## Page text
::::::::

The carrier is the last airline still offering empty middle seats—but not for much longer.
During the pandemic several airlines started blocking middle seats so that travelers could have a little extra space between themselves and others—to remain somewhat socially distant when flying. They included Southwest Airlines, Hawaiian Airlines, Alaska Airlines, and Delta Air Lines.
But one by one, as demand for air travel slowly inched up, the carriers began selling middle seats again—except for one, Delta. Now, Delta too is giving up on the practice.
“With inoculations rising and travelers telling us they’re ready to return to Delta, today we’re making a number of changes to our service to meet our customers’ needs. . . . Those steps include unblocking the middle seat and allowing customers to book any seat on our planes effective May 1,” Delta CEO Ed Bastian said in a March 31 statement.

::::::::

## Data for analysis
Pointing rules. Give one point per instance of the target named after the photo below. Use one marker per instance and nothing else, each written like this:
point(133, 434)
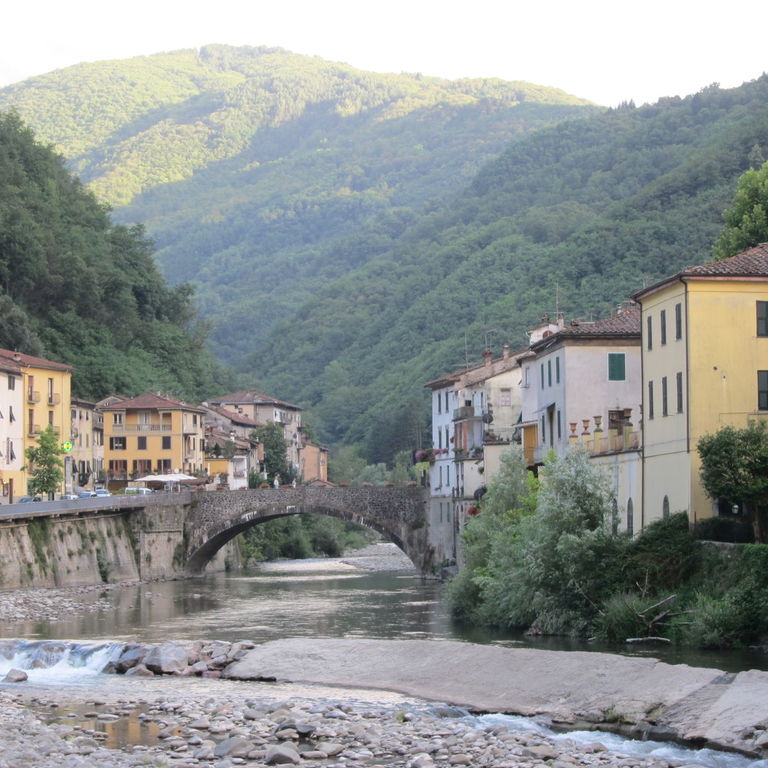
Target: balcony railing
point(116, 428)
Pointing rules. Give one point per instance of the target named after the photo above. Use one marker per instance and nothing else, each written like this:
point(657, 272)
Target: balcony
point(117, 428)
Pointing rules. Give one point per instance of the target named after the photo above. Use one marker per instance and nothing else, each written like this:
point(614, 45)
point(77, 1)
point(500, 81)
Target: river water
point(325, 598)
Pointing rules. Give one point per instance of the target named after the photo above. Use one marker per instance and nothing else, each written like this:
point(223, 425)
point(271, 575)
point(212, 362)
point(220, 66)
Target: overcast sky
point(604, 50)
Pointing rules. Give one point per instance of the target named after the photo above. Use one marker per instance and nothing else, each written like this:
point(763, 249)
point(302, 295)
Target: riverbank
point(193, 723)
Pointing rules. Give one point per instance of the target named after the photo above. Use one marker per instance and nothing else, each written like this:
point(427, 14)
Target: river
point(327, 598)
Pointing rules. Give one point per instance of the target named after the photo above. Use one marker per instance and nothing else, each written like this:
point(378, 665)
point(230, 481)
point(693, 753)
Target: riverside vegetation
point(543, 556)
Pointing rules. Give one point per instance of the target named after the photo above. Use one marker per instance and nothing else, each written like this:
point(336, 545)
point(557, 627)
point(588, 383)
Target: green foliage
point(746, 221)
point(275, 452)
point(734, 468)
point(45, 465)
point(302, 536)
point(78, 289)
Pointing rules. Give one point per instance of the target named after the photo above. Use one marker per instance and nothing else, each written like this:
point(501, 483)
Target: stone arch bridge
point(165, 535)
point(399, 513)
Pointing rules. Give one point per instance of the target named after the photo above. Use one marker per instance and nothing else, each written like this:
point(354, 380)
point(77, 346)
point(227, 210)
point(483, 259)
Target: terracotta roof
point(30, 360)
point(251, 397)
point(750, 263)
point(234, 416)
point(478, 372)
point(152, 400)
point(624, 324)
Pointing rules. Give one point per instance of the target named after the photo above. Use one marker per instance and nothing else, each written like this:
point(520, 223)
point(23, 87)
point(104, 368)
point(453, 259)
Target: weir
point(87, 541)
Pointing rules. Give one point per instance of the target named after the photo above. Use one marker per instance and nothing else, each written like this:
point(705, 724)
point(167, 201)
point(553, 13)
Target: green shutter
point(616, 370)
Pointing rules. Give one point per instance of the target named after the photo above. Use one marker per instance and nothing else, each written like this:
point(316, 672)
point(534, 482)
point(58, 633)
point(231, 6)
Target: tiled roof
point(30, 360)
point(478, 372)
point(752, 263)
point(251, 397)
point(234, 416)
point(152, 400)
point(624, 324)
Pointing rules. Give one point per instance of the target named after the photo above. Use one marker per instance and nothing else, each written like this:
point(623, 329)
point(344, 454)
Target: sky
point(605, 51)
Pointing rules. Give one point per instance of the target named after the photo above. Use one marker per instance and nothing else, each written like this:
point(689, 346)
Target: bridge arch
point(398, 513)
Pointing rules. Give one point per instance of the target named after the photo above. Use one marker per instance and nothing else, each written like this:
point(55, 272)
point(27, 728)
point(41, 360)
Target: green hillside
point(247, 164)
point(574, 217)
point(78, 289)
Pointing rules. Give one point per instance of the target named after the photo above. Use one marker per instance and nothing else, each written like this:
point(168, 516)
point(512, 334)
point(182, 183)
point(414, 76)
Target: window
point(762, 318)
point(762, 390)
point(616, 366)
point(650, 400)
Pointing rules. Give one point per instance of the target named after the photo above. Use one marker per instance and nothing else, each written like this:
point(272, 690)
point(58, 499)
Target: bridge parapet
point(399, 512)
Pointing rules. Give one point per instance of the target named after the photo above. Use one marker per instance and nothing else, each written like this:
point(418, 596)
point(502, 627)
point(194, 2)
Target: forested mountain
point(354, 235)
point(78, 289)
point(247, 164)
point(572, 218)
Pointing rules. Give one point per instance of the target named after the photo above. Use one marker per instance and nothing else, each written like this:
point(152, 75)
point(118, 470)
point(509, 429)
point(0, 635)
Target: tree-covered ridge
point(83, 291)
point(573, 217)
point(131, 125)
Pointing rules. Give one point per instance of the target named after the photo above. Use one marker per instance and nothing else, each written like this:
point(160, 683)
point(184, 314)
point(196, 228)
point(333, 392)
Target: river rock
point(166, 658)
point(281, 754)
point(15, 676)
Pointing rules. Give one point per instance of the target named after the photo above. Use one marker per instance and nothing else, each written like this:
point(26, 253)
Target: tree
point(734, 468)
point(275, 452)
point(746, 221)
point(45, 465)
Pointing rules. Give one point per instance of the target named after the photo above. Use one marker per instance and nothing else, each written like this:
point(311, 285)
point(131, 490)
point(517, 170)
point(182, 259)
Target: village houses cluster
point(111, 443)
point(680, 360)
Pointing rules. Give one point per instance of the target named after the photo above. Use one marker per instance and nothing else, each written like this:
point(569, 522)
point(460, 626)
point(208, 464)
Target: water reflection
point(323, 599)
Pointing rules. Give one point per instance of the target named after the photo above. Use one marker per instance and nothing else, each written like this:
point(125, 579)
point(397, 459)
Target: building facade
point(152, 434)
point(705, 366)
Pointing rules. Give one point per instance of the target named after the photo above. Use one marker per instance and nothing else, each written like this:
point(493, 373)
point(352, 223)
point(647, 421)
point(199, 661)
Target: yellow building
point(46, 392)
point(151, 434)
point(705, 366)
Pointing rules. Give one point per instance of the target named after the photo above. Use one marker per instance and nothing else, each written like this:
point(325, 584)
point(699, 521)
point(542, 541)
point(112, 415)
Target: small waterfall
point(709, 758)
point(47, 661)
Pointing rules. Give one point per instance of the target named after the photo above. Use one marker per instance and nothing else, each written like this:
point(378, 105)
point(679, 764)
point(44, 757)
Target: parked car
point(137, 491)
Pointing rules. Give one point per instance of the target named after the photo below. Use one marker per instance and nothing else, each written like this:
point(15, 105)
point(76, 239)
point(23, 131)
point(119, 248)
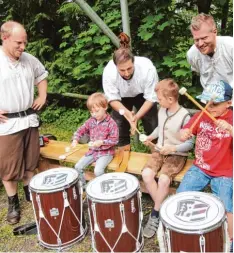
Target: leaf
point(181, 72)
point(145, 35)
point(103, 40)
point(62, 45)
point(168, 61)
point(163, 25)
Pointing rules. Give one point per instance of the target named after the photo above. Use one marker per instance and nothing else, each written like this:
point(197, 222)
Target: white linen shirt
point(17, 81)
point(144, 79)
point(216, 68)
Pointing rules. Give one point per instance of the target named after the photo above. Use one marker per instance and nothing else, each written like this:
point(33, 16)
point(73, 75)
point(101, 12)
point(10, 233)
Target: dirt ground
point(29, 243)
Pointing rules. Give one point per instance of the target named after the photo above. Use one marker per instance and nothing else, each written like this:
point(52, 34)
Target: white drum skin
point(114, 201)
point(57, 203)
point(193, 221)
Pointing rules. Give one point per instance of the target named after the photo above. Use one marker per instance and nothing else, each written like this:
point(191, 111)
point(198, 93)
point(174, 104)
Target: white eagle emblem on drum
point(54, 179)
point(190, 210)
point(115, 186)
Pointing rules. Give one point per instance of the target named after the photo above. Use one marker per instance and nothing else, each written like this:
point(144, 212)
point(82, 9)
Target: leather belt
point(27, 229)
point(20, 114)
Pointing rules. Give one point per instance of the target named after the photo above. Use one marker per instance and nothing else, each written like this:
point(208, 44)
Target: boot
point(27, 193)
point(13, 215)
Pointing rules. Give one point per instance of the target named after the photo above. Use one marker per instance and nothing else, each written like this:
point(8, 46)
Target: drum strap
point(124, 227)
point(124, 153)
point(202, 241)
point(66, 205)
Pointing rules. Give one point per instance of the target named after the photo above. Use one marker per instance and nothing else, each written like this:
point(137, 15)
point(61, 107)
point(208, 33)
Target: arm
point(144, 109)
point(117, 105)
point(192, 59)
point(154, 134)
point(2, 117)
point(112, 138)
point(149, 93)
point(84, 129)
point(42, 94)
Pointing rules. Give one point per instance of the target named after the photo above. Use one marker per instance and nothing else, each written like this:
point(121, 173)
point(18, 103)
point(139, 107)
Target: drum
point(57, 202)
point(115, 212)
point(192, 222)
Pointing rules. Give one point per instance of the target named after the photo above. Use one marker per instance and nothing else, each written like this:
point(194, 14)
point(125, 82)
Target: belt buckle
point(23, 114)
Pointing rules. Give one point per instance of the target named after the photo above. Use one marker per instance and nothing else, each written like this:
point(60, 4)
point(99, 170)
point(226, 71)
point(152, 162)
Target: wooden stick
point(135, 128)
point(198, 118)
point(64, 156)
point(199, 106)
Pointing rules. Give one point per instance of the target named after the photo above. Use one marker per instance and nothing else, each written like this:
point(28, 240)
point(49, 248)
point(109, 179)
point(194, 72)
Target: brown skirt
point(169, 165)
point(19, 152)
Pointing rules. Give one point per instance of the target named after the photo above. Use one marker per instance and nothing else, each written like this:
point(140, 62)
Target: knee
point(98, 172)
point(78, 168)
point(148, 175)
point(164, 181)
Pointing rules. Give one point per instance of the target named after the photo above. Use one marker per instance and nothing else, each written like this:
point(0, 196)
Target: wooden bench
point(51, 152)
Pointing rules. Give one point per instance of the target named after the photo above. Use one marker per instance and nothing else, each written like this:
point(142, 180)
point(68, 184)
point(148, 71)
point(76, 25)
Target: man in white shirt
point(20, 72)
point(211, 56)
point(130, 81)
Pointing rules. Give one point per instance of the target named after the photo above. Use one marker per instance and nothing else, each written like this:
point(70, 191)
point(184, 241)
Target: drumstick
point(122, 112)
point(183, 91)
point(143, 138)
point(64, 156)
point(200, 115)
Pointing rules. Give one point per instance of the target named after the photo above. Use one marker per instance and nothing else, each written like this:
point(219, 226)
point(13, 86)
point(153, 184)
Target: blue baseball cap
point(218, 92)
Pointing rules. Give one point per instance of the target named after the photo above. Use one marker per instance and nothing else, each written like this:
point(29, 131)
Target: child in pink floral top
point(103, 133)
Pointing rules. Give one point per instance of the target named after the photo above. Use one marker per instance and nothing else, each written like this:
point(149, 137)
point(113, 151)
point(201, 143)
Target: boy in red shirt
point(214, 148)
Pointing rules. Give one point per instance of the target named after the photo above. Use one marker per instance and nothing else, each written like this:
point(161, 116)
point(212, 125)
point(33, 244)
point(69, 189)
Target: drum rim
point(189, 231)
point(65, 245)
point(117, 200)
point(193, 232)
point(68, 185)
point(54, 190)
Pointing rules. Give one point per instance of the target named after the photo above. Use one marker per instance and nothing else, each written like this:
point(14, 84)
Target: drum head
point(112, 187)
point(53, 180)
point(192, 212)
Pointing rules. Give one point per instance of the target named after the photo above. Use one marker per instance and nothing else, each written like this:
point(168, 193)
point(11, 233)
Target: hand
point(185, 134)
point(224, 125)
point(38, 103)
point(74, 143)
point(148, 140)
point(3, 118)
point(133, 123)
point(97, 143)
point(167, 149)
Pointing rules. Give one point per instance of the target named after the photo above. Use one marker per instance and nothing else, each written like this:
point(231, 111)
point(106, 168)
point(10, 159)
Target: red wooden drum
point(192, 222)
point(115, 212)
point(57, 202)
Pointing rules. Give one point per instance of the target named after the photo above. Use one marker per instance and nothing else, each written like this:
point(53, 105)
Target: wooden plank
point(135, 163)
point(56, 148)
point(124, 164)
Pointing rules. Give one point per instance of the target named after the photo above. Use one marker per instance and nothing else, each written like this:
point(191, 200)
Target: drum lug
point(202, 241)
point(74, 192)
point(96, 228)
point(41, 214)
point(124, 228)
point(66, 203)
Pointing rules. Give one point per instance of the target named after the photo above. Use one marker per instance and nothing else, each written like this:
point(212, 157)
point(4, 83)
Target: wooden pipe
point(64, 156)
point(198, 118)
point(183, 91)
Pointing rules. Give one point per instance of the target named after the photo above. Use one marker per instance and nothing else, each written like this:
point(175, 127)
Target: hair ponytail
point(123, 53)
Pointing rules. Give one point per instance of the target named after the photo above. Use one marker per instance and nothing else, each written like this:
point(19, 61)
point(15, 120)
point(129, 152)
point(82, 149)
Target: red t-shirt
point(214, 147)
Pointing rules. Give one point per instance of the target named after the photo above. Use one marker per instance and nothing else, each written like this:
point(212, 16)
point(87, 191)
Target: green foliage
point(75, 50)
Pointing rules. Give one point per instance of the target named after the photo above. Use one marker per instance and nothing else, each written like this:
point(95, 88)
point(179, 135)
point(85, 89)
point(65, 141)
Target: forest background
point(75, 50)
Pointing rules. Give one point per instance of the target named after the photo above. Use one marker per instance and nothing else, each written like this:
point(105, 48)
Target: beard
point(127, 79)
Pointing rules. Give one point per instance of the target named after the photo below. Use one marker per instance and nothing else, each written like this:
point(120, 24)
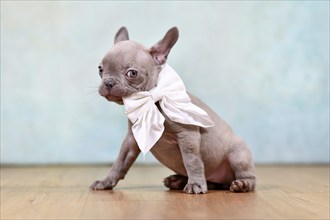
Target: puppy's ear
point(122, 34)
point(160, 50)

::::::::

## Instructions for the task
Pick up the text on Delta ending its blocked middle seats where it stops and write what comes next. The records have nothing to do with this.

## Expected answer
Southwest, which had been limiting the number of seats sold on flights so that passengers could maintain some distance, resumed selling all available seats on December 1, 2020. Seat blocking on Hawaiian Airlines flights ended on December 15, 2020, and Alaska stopped blocking middle seats on January 6, 2021.
Delta first introduced its middle seat block policy in April 2020, and extended it several times, ultimately through April 30, 2021, marking one year of reduced capacity. Until then, for parties of one or two people, middle seats are blocked entirely to others. For parties of three or more, middle seats appear as available for booking so that families and travel companions can sit together.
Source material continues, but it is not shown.